▶ **Given instruction**:
Copy the backup tips word for word from "3. Save all" to "sites like Delicious.".

▶ **Quoted passage**:
>> start

3. Save all your bookmarks from your web browser. This is easy to do, and will save you a lot of frustration if your browser fries. You can also save your bookmarks online at sites like Delicious.

4. Save files often as you work on them. I can't tell you how many times people have cried to me that they lost a half an hour or more of work because their program quit on them and they hadn't saved. My response is always the same: SAVE OFTEN. I hit the save button about once every three minutes, by habit.

5. Use a program such as Retrospect to auto-backup your files. There are several good programs that do this - you set it up once to automatically make a backup of all your computer's or server's files to an external drive, then let it run on its own. We have ours set up to backup every night at 10pm, and we switch out the external drive every other week. The drive not in use comes home with me - so that if there's ever a disaster or theft at the office, we still have a backup of our entire server.

6. Too much is never too much. I have one computer at home and one at work. Between the two, I have two Firewire drives, a USB drive, three USB flash drives, and a stack of CDs with backups on them. When my home computer died a few weeks ago, I didn't have to worry about a thing because I had a two-day old backup of the entire hard drive on my Firewire. I also save copies of the most important files to my ftp site - so if some catastrophe wipes out all my machines, I still have a backup on the Internet.

Remember to save often and backup frequently, and you'll save yourself a lot of time, money and heartaches in the long run.

>> end

▶ **Information provided**:
>> start

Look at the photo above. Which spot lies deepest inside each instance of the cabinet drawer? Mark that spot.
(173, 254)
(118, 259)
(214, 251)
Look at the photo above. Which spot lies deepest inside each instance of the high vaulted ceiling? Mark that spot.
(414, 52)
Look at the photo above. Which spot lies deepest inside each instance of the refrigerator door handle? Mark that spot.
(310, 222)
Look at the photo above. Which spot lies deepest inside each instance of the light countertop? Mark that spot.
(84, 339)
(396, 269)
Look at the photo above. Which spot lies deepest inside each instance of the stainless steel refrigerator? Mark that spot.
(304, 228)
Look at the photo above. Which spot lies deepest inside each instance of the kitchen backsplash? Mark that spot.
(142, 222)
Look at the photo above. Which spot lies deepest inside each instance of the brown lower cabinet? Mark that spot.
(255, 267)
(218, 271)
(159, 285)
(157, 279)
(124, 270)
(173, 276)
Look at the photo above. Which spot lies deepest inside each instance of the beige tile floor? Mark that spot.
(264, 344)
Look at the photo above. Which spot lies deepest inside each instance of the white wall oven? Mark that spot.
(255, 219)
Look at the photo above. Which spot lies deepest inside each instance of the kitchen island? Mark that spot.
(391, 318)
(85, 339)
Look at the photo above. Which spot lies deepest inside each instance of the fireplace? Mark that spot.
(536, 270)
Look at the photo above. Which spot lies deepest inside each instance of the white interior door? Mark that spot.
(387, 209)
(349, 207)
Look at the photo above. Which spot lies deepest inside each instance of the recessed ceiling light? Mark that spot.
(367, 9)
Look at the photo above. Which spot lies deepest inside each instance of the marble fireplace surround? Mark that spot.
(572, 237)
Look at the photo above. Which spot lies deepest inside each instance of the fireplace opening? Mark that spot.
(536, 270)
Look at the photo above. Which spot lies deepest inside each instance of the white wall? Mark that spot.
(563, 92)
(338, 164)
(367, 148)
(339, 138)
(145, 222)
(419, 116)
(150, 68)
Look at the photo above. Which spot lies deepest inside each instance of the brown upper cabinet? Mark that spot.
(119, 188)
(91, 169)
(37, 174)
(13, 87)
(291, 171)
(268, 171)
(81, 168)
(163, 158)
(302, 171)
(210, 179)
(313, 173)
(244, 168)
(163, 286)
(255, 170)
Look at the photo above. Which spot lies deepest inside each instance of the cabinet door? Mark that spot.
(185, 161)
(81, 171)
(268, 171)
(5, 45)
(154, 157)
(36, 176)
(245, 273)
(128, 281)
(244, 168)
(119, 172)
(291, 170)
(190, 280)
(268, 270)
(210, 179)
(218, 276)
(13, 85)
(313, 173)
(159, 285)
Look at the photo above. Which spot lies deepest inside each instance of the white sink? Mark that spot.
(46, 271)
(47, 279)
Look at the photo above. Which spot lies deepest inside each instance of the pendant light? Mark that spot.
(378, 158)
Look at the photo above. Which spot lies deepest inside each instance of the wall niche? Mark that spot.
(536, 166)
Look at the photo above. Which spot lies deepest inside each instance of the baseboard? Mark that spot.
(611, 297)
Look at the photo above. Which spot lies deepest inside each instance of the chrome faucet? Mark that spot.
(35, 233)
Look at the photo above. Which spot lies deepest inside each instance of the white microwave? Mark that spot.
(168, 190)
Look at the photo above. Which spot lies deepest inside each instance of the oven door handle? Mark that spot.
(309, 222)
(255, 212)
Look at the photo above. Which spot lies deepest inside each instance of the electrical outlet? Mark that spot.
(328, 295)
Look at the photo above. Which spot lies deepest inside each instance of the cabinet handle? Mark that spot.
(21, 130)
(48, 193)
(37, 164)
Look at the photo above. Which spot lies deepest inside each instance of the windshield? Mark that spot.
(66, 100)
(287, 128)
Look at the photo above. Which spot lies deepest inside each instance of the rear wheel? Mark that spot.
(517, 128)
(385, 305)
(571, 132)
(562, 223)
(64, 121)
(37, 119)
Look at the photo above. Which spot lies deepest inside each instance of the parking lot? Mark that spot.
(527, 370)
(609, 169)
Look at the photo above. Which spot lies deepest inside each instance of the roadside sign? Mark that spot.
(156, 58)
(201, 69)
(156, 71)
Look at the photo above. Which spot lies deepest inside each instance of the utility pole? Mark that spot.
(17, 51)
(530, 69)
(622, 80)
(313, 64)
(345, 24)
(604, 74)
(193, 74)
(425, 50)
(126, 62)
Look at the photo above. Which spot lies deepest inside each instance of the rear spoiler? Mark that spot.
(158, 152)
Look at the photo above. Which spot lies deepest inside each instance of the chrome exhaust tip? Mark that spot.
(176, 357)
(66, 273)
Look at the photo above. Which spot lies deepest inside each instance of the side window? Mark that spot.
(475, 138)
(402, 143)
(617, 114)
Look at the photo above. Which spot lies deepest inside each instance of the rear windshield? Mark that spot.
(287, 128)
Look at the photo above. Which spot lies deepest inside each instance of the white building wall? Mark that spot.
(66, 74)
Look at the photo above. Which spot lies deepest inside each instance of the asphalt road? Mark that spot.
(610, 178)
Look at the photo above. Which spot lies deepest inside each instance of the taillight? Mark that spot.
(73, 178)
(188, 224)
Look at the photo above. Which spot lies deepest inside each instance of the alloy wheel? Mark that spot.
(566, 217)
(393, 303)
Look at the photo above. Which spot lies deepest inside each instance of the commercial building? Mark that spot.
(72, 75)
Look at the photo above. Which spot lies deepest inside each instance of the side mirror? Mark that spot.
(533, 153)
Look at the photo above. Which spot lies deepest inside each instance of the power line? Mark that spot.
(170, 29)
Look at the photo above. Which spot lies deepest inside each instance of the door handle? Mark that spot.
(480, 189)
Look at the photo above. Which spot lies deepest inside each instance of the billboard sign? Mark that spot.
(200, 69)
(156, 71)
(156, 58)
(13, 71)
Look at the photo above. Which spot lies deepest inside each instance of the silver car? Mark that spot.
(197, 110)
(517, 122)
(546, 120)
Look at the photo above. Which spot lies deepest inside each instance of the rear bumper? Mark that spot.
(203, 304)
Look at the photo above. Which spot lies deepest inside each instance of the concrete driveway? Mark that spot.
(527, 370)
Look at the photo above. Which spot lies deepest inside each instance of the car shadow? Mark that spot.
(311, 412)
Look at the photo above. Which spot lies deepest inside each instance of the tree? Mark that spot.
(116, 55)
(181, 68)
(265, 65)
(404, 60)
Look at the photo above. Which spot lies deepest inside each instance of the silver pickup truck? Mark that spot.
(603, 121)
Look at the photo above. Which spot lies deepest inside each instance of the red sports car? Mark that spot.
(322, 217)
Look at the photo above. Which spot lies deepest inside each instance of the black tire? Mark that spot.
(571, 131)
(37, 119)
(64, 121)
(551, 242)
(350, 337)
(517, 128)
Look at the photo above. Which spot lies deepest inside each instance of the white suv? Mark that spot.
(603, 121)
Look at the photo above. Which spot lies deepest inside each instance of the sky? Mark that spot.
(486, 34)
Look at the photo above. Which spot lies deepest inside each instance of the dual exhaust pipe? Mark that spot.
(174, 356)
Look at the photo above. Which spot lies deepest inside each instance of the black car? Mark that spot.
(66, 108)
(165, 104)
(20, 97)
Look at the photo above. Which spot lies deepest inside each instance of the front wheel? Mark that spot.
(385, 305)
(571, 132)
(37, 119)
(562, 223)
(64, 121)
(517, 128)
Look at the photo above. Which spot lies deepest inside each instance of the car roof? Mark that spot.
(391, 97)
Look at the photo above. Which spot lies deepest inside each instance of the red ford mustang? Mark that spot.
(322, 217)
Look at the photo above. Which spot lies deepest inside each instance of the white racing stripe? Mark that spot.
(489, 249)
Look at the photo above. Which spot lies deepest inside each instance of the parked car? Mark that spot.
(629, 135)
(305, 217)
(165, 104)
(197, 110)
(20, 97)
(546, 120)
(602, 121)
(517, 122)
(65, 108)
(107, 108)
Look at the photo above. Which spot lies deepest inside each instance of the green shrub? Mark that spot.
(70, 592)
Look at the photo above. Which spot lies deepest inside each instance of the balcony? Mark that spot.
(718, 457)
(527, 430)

>> end

▶ **Written response**:
3. Save all your bookmarks from your web browser. This is easy to do, and will save you a lot of frustration if your browser fries. You can also save your bookmarks online at sites like Delicious.